EXERCICES ET CONSIGNES:
[A] Traduisez en anglais cette phrase du témoignage : « J’ai essayé de traverser la mer à quatre reprises. »
[B] D’après le témoignage, pourquoi la personne qui parle a-t-elle fini par prendre la mer ? Répondez en une à trois phrases.
[C] Recopiez le passage du témoignage qui s’ouvre sur les mots contenant « J’ai essayé de » et se clôt sur « ils s’en vont. ».

TÉMOIGNAGE FOURNI:

***

Quand je suis arrivée à Tripoli [en Libye], je me suis enregistrée auprès du Haut-Commissariat des Nations-unies pour les réfugiés (HCR), mais rien ne s’est passé, ça n’a pas marché. Je suis allée plusieurs fois au HCR, et quand je me suis rendu compte que c’était sans espoir, j’ai pris la mer. Mais nous avons été intercepté.e.s, et j’ai été jetée en prison**.
Quand le gardien a découvert que nous étions malades, il nous a dit d’aller à Tripoli, en s’adressant uniquement aux femmes. Les « policiers » ont accepté et, lorsque le gardien est parti, ils ont prétendu qu’ils nous emmenaient à Tripoli, mais nous avons été enlevées et enfermées dans une maison. Après, ils nous ont demandé de l’argent.
J’ai essayé de traverser la mer à quatre reprises. J’y suis arrivée la quatrième fois. J’ai été interceptée trois fois et chaque fois, on m’a conduite en prison**. [Les garde-côtes libyens] ne se souciaient pas de la sécurité des personnes qu’ils arrêtaient en mer. Ils s’en fichent que vous chaviriez et que vous vous noyiez. Ils ne s’occupent que des survivant.e.s. Ils n’essaient jamais de secourir quelqu’un [qui se noie]. Ils vous disent de mourir et ils s’en vont.
Lorsque « la police » est arrivée, nous avons pris peur. Le bateau était déséquilibré, un homme est tombé à la mer. Mais Ils ne se sont pas souciés de ce qui se passait. Quand nous avons essayé de nous échapper, ils ont tiré des coups de feu sur les boudins pneumatiques de notre embarcation pour nous attraper.
« Mon amie, qui était avec moi sur l’embarcation, est morte. Après sa mort, j’ai de nouveau attrapé la tuberculose. Il n’y avait pas de traitement ou quoi que ce soit [dans les centres de détention]. Mon amie est tombée malade et elle est morte. »

***

[Données d’expressions référentielles]

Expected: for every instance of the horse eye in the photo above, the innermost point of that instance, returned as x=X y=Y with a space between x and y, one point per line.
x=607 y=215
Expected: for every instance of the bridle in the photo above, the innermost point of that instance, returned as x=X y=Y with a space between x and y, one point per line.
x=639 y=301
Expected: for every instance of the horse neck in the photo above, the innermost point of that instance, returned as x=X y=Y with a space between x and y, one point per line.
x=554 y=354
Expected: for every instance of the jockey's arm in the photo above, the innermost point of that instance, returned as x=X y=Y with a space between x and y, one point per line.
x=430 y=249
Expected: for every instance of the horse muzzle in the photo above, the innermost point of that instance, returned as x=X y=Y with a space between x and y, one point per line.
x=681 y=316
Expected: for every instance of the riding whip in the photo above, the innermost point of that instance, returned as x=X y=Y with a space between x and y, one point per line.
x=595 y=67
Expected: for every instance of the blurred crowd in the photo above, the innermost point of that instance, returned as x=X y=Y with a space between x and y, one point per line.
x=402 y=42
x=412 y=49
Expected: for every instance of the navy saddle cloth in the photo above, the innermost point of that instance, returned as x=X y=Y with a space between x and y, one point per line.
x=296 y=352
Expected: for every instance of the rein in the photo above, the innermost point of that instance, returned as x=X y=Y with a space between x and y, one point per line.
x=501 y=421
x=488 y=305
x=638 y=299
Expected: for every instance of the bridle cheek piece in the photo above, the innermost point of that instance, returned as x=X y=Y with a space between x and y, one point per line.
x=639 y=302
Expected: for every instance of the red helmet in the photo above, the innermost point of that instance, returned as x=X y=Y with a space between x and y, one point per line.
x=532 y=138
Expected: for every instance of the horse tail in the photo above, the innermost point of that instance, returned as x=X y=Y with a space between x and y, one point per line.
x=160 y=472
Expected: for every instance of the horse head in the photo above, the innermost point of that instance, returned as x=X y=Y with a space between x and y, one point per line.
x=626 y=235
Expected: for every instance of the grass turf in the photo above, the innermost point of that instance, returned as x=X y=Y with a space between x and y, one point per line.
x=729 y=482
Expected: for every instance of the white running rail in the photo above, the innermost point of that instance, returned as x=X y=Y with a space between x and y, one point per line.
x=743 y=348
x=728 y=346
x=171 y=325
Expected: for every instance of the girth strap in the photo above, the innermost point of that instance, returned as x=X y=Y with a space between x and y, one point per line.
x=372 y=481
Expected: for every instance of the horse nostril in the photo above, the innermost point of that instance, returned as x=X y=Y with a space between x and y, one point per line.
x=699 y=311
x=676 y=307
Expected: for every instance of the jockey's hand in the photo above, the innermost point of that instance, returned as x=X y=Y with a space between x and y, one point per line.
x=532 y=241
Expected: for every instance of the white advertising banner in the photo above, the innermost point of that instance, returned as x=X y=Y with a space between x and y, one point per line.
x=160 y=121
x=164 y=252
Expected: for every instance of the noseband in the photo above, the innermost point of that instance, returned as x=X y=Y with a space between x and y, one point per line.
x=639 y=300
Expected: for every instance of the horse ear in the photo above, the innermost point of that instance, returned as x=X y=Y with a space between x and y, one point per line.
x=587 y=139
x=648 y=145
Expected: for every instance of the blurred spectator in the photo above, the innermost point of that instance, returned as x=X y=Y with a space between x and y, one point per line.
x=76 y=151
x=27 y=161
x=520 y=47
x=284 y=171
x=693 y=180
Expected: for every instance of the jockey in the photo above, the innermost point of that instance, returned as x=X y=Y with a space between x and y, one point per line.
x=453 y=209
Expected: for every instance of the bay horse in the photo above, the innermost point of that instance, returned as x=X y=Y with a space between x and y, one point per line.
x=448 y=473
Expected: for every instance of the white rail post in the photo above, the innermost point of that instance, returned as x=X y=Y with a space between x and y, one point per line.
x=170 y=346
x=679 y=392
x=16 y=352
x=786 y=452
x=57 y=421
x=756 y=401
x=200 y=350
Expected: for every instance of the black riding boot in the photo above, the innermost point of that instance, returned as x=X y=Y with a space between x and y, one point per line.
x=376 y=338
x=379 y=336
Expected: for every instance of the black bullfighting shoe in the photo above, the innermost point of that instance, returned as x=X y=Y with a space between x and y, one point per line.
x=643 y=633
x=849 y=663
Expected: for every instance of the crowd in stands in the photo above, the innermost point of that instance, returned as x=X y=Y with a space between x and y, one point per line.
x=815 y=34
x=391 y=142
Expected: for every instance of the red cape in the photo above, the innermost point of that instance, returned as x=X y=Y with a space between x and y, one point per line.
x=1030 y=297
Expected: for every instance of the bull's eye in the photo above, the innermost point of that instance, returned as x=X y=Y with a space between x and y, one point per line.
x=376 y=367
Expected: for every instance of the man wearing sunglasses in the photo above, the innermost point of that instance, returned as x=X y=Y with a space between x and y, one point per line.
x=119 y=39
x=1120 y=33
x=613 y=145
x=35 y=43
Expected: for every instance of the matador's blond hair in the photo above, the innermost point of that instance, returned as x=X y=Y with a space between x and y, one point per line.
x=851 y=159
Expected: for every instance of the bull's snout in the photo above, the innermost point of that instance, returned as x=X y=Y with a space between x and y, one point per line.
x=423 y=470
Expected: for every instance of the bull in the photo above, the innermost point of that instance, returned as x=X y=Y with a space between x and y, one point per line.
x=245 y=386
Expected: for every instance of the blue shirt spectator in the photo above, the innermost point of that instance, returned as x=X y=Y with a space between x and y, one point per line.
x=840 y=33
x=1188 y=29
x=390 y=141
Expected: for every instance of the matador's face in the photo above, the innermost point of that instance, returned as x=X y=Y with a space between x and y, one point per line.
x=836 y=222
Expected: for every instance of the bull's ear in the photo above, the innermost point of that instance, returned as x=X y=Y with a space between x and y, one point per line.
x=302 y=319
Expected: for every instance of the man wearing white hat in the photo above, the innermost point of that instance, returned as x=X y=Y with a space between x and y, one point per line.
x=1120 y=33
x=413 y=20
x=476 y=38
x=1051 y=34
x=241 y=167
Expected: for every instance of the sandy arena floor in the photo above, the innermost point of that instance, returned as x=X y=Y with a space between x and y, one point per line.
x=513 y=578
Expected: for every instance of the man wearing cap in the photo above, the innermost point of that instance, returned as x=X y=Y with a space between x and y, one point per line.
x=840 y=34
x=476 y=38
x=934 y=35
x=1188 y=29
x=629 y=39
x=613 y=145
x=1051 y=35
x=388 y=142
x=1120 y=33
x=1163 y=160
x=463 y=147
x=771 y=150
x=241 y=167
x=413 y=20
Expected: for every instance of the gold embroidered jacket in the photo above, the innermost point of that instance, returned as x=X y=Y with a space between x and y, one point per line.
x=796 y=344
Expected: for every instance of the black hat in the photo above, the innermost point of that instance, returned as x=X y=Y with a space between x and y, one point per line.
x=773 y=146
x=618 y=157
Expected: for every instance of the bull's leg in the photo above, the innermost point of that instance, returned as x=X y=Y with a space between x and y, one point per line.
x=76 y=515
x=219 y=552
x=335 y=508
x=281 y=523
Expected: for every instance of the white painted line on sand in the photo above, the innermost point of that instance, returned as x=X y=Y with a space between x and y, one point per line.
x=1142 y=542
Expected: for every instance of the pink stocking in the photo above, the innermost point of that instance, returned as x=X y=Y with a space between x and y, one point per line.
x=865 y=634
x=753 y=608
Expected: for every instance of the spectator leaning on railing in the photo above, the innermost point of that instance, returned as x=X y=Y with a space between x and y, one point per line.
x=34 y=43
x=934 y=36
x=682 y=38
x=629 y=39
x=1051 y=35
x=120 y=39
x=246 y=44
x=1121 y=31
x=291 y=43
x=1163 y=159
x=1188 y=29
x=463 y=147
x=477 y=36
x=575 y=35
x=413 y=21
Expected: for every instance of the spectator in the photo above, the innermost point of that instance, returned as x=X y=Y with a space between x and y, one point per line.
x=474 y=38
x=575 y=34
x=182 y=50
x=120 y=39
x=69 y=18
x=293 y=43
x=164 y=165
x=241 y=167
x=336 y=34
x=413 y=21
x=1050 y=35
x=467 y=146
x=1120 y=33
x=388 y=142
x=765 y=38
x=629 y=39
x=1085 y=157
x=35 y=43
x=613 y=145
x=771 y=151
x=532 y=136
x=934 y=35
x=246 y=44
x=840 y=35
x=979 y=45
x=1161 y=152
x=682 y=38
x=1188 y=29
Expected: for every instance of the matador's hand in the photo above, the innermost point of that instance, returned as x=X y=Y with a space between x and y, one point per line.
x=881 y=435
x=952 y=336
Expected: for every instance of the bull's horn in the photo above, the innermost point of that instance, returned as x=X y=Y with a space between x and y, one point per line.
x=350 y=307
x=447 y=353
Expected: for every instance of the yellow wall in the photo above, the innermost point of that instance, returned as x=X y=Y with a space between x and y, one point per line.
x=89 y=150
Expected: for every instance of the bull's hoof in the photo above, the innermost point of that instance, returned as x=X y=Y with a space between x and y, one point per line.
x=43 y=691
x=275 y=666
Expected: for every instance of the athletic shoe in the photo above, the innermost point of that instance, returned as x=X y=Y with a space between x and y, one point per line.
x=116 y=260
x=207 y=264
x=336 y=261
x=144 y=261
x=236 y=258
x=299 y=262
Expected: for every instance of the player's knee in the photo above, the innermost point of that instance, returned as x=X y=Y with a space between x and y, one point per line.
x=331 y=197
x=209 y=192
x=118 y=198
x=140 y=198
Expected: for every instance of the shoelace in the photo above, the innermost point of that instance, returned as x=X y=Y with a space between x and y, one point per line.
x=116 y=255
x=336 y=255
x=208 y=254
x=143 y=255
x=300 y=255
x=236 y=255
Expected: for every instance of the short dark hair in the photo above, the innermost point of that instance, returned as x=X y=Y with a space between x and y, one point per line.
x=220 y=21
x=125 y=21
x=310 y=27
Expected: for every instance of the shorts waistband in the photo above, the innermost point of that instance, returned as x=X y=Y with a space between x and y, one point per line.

***

CORRIGÉS PAR EXERCICE:
[A] I tried to cross the sea four times.

[B] La personne qui témoigne s’était enregistrée auprès du HCR à Tripoli et s’y était rendue plusieurs fois, sans résultat. Lorsqu’elle s’est rendu compte que c’était sans espoir, elle a pris la mer.

[C]
J’ai essayé de traverser la mer à quatre reprises. J’y suis arrivée la quatrième fois. J’ai été interceptée trois fois et chaque fois, on m’a conduite en prison**. [Les garde-côtes libyens] ne se souciaient pas de la sécurité des personnes qu’ils arrêtaient en mer. Ils s’en fichent que vous chaviriez et que vous vous noyiez. Ils ne s’occupent que des survivant.e.s. Ils n’essaient jamais de secourir quelqu’un [qui se noie]. Ils vous disent de mourir et ils s’en vont.